ABOUT THIS EXERCISE:
All of the data needs to be printed again, exactly as written.

AVAILABLE DATA: Begin

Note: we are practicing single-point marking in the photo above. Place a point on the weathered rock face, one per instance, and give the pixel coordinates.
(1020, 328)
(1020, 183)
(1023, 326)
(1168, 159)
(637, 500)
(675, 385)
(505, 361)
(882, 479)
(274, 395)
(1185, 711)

AVAILABLE DATA: End

YOUR SOLUTION:
Note: we are practicing single-point marking in the photo above. Place a point on the weathered rock face, one per instance, and give the pixel coordinates.
(1020, 328)
(1020, 183)
(1023, 326)
(1168, 159)
(637, 500)
(675, 385)
(505, 361)
(882, 479)
(274, 395)
(1185, 711)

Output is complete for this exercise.